• _Given instruction A_: In the bad faith insurance page, condense the paragraph beginning "Florida Statute § 624.155 codifies" into a short bulleted list that keeps its main facts.
• _Given instruction B_: Transcribe the bad faith insurance page word for word, from "3. The carrier" up to and including "mishandles the claim.".

• _Source_:
::::::::

Bad Faith Insurance Lawyer in Miami

Insurance companies are obligated to act in good faith when handling claims — toward their own insureds (first-party bad faith) and toward third parties making claims against their insureds within policy limits (third-party bad faith). When a carrier unreasonably denies, delays, or refuses to settle a clear case within policy limits, Florida law allows recovery of damages that often exceed the policy limits — including the full amount of any excess verdict, attorneys' fees, and pre-judgment interest. The Law Offices of Albert Goodwin litigates bad faith claims against auto, homeowners, commercial, and excess-line carriers.

Florida's Bad Faith Statute

Florida Statute § 624.155 codifies the right to sue an insurance carrier for bad faith. The statute applies to first-party claims (the insured's own claim for benefits owed under the policy) and to third-party claims that mature through an excess judgment or an assignment from the insured. The statute requires a specific procedural step before suit can be filed: service of a Civil Remedy Notice (CRN) on the carrier and on the Florida Department of Financial Services, with a 60-day cure period during which the carrier can resolve the claim without bad-faith exposure.

Third-Party Bad Faith — The Classic Case

The most common bad-faith scenario in Florida personal injury practice is the third-party "excess judgment" case:

  1. A driver with a small auto policy (often $10,000 or $25,000 in bodily-injury limits) causes a serious crash with clear liability.
  2. The injured claimant offers to settle for the full policy limits, with proof of damages well in excess of the limits.
  3. The carrier delays, equivocates, attaches strings, fails to investigate, fails to communicate with its insured, or otherwise mishandles the claim.
  4. The case goes to trial and a verdict comes in that vastly exceeds the policy limits — say, $1.5 million against a $25,000 policy.
  5. The insured, exposed to the excess judgment, assigns their bad-faith claim to the injured claimant (often by a so-called "Cunningham agreement") in exchange for a covenant not to execute personally.
  6. The claimant, now standing in the insured's shoes, sues the carrier for the full $1.5 million — and the policy limits no longer cap the carrier's exposure.

The seminal Florida case is Boston Old Colony Ins. Co. v. Gutierrez, 386 So. 2d 783 (Fla. 1980), which articulated the duties an insurer owes its insured: to investigate the facts, give fair consideration to a settlement offer that a reasonable person would accept, settle when a reasonable carrier would, advise the insured of settlement opportunities, advise of probable excess exposure, and act with diligence and care. State Farm v. Laforet, 658 So. 2d 55 (Fla. 1995), expanded on these duties.

First-Party Bad Faith

First-party bad faith applies when the carrier wrongfully denies or underpays benefits the insured is entitled to under the policy — UM/UIM claims, homeowners' claims, life and disability claims, and similar. Typical first-party bad-faith conduct includes:

  • Denying a clearly covered claim without reasonable investigation
  • Lowballing settlement offers far below the obvious value of the claim
  • Misrepresenting policy provisions or coverage
  • Failure to communicate timely with the insured
  • Requiring duplicative documentation or unnecessary examinations
  • Failure to provide a reasonable explanation of denial

A first-party bad-faith case in Florida generally cannot proceed until the underlying coverage dispute is resolved (the insured establishes the existence of liability and the extent of damages owed under the policy). After that, the CRN is served and, if not cured within 60 days, the bad-faith action ripens.

::::::::

• _Material supplied_:
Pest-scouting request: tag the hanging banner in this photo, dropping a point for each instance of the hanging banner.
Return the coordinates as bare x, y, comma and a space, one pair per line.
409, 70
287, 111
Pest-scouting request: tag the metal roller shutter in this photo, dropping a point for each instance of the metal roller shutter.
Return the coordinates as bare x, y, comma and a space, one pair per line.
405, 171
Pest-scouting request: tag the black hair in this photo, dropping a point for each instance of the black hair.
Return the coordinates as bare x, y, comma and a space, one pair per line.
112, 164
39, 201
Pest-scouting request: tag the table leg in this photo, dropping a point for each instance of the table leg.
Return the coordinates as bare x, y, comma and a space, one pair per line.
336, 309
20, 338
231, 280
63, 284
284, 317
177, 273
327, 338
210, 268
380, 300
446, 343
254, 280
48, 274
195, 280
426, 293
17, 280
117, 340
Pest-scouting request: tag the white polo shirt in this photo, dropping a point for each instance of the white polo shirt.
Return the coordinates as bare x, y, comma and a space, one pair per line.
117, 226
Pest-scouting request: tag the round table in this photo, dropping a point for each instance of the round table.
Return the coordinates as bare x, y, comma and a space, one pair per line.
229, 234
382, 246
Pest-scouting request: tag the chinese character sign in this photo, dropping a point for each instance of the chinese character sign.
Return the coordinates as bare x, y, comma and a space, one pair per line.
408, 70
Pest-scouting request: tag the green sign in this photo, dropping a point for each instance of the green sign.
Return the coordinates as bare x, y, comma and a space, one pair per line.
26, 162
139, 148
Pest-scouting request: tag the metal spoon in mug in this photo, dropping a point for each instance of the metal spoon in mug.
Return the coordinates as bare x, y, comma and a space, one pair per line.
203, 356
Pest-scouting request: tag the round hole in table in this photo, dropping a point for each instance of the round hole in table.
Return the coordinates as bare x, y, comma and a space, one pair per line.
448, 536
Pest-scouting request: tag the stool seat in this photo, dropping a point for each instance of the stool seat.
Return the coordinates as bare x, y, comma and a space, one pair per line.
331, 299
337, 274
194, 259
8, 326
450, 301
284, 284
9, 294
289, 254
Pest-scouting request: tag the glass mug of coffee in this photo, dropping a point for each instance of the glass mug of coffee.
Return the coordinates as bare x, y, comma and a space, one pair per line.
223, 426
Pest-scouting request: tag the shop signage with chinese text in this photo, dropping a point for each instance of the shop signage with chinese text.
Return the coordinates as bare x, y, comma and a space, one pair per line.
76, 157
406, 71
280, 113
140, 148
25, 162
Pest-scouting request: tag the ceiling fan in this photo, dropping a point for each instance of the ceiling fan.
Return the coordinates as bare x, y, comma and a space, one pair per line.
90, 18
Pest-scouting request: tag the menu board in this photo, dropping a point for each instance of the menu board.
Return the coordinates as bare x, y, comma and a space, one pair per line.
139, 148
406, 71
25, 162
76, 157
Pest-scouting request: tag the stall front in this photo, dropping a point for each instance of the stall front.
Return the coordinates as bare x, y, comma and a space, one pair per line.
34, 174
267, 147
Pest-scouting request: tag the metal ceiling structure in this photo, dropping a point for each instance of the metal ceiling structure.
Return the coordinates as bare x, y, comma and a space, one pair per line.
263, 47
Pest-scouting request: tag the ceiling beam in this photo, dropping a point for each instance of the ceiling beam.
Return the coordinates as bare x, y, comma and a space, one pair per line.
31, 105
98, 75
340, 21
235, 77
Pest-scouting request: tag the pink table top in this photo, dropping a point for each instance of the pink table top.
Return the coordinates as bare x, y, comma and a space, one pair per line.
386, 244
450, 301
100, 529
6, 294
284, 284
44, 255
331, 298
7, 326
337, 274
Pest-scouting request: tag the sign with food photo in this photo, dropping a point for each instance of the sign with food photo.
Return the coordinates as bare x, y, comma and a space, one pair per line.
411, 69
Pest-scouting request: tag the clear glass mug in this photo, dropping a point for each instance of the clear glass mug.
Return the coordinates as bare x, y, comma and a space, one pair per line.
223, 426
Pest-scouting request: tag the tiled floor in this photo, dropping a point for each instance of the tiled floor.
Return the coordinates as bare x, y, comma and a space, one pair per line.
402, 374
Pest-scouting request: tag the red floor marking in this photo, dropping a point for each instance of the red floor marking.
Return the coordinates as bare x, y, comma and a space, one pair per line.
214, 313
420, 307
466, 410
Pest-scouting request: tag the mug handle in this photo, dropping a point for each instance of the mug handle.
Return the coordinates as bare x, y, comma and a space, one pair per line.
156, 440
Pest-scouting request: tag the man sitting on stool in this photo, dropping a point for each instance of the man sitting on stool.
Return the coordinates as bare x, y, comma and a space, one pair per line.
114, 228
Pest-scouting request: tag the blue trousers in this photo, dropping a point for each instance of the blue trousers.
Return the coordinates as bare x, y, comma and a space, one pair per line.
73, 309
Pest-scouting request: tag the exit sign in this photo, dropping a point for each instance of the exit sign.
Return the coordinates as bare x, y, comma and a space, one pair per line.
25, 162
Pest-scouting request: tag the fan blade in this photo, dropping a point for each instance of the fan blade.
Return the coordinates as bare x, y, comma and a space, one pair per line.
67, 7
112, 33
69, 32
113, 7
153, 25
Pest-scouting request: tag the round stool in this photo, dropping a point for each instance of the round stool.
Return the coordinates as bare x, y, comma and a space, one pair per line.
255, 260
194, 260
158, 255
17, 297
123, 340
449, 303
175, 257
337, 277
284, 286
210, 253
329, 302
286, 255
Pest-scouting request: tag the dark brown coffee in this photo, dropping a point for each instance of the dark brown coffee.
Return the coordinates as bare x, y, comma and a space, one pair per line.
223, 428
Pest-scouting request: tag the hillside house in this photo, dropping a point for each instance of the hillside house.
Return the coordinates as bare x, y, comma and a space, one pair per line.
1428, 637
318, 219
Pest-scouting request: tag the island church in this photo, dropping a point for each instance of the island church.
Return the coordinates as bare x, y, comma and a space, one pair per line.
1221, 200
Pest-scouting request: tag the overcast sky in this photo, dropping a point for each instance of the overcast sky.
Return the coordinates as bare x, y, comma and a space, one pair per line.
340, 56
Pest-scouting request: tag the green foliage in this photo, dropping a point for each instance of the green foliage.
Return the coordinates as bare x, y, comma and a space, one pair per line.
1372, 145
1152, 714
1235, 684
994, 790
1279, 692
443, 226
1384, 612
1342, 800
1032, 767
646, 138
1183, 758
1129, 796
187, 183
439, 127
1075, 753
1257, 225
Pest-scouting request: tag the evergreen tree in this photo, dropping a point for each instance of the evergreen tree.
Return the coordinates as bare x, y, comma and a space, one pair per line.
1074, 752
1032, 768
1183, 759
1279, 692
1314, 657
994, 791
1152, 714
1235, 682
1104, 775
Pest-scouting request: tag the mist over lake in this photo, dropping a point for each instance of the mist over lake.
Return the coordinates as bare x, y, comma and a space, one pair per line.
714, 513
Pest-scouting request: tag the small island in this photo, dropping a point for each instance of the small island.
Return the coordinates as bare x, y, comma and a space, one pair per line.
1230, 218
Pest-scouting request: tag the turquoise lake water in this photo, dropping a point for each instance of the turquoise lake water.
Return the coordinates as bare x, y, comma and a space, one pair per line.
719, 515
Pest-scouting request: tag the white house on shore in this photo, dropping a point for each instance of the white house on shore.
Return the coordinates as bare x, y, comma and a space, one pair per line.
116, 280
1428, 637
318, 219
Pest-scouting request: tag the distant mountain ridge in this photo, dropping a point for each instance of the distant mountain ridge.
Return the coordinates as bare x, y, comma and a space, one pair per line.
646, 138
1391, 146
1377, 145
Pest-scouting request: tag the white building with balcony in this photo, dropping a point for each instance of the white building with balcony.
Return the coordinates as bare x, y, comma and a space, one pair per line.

::::::::

• _Exercise solution A_:
- Florida Statute § 624.155 codifies the right to sue an insurance carrier for bad faith.
- It covers first-party claims (the insured's own claim for policy benefits).
- It also covers third-party claims that mature through an excess judgment or an assignment from the insured.
- Before filing suit, a Civil Remedy Notice (CRN) must be served on the carrier and on the Florida Department of Financial Services.
- The carrier then has a 60-day cure period to resolve the claim without bad-faith exposure.

• _Exercise solution B_:
3. The carrier delays, equivocates, attaches strings, fails to investigate, fails to communicate with its insured, or otherwise mishandles the claim.